◆ AUSZUFÜHRENDE AUFGABE ◆
Gib den Abschnitt von der Zeile, die „Exercise. Mark the mountain“ enthält, bis zum Ende der Auflistung Zeile für Zeile unverändert wieder, beide Enden eingeschlossen.

- - - -

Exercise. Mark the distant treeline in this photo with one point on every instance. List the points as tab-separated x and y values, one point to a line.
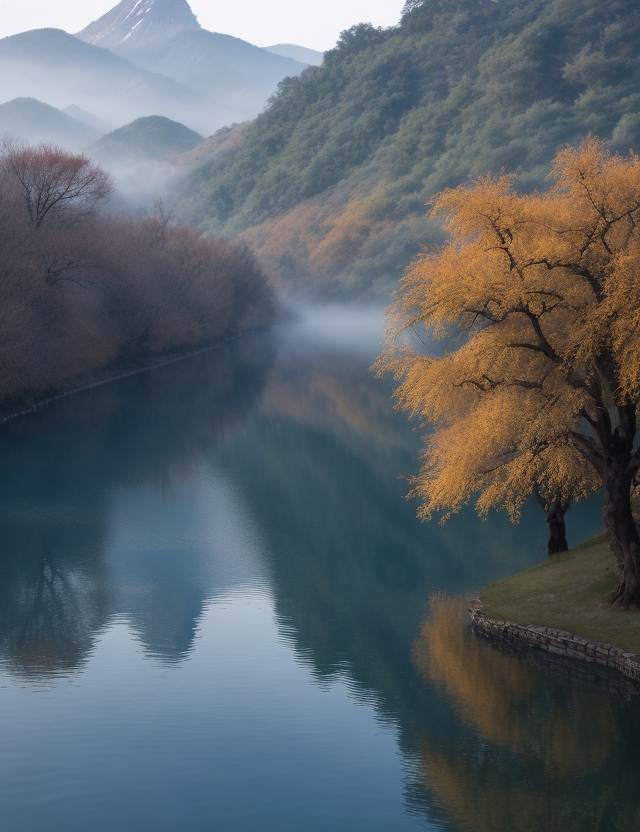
330	183
81	291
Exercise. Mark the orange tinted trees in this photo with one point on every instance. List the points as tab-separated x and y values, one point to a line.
50	178
543	392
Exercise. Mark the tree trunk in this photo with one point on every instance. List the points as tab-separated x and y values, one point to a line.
622	536
557	531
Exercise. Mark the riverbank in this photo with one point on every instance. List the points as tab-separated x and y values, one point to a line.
562	606
28	404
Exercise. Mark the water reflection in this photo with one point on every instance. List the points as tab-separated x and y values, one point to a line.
275	462
76	471
541	754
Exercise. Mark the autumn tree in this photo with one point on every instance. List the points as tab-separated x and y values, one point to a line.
49	178
542	393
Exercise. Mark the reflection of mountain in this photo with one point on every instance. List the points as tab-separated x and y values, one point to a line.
69	468
351	567
131	500
542	754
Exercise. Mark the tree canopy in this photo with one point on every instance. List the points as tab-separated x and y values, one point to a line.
542	392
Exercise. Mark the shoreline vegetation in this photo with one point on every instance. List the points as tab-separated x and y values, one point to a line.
89	296
570	592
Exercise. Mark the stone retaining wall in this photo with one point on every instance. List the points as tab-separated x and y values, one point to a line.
559	642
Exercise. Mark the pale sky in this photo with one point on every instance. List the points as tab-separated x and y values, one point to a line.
312	23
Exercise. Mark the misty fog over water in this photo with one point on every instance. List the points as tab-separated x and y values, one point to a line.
211	605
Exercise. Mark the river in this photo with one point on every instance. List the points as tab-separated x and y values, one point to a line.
214	615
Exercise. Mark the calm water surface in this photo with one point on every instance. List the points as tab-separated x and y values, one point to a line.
214	616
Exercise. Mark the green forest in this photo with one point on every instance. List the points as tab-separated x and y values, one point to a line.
329	184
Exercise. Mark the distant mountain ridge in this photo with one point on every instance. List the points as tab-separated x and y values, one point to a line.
59	69
164	36
34	122
329	185
298	53
143	21
151	137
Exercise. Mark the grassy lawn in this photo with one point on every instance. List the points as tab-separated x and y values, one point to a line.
568	592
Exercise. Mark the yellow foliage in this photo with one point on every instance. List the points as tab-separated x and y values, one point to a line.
545	289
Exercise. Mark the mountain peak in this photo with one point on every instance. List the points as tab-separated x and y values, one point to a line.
141	21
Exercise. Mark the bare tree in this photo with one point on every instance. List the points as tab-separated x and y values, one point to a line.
50	177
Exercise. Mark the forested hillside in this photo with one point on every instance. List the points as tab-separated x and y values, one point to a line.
84	292
330	183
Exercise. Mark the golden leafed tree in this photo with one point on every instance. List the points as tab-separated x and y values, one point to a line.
541	396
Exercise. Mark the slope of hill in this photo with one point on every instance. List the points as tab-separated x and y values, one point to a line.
88	118
164	36
34	122
330	183
59	69
149	137
298	53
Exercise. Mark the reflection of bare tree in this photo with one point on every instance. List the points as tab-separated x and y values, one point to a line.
49	616
544	755
59	469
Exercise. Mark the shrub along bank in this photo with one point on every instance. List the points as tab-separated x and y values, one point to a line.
82	292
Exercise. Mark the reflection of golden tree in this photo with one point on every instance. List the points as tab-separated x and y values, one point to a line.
499	697
562	739
49	621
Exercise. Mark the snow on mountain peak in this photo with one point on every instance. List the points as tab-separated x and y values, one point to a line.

- - - -

◆ ANTWORT ◆
Exercise. Mark the mountain peak in this photo with one point on every instance. List the points as tab-separated x and y values, one point to a line.
141	21
Exercise. Mark the bare tree in this photo with one point on every instance. List the points as tab-separated x and y values, one point to a line.
50	177
Exercise. Mark the forested hillside in this photo with one point on every instance. List the points as tab-separated x and y values, one point to a line.
84	292
330	183
Exercise. Mark the golden leafed tree in this photo with one point on every instance. List the points as tab-separated x and y values, one point to a line.
541	396
Exercise. Mark the slope of hill in this photo with one point on every instance. List the points as tab-separated x and y values, one point to a line.
88	118
164	36
34	122
330	183
59	69
149	137
298	53
Exercise. Mark the reflection of bare tree in this photo with one point on every instance. List the points as tab-separated x and y values, one point to a line.
49	616
544	755
59	469
Exercise. Mark the shrub along bank in this photo with one point on every instance. List the points as tab-separated x and y values, one point to a line.
82	292
Exercise. Mark the reflection of golden tree in this photo with one point on every instance. List the points as tab-separated x and y values, one point to a line.
499	697
562	739
49	621
Exercise. Mark the snow on mountain peak in this photo with one point on every instance. List the points as tab-separated x and y values, one point to a line.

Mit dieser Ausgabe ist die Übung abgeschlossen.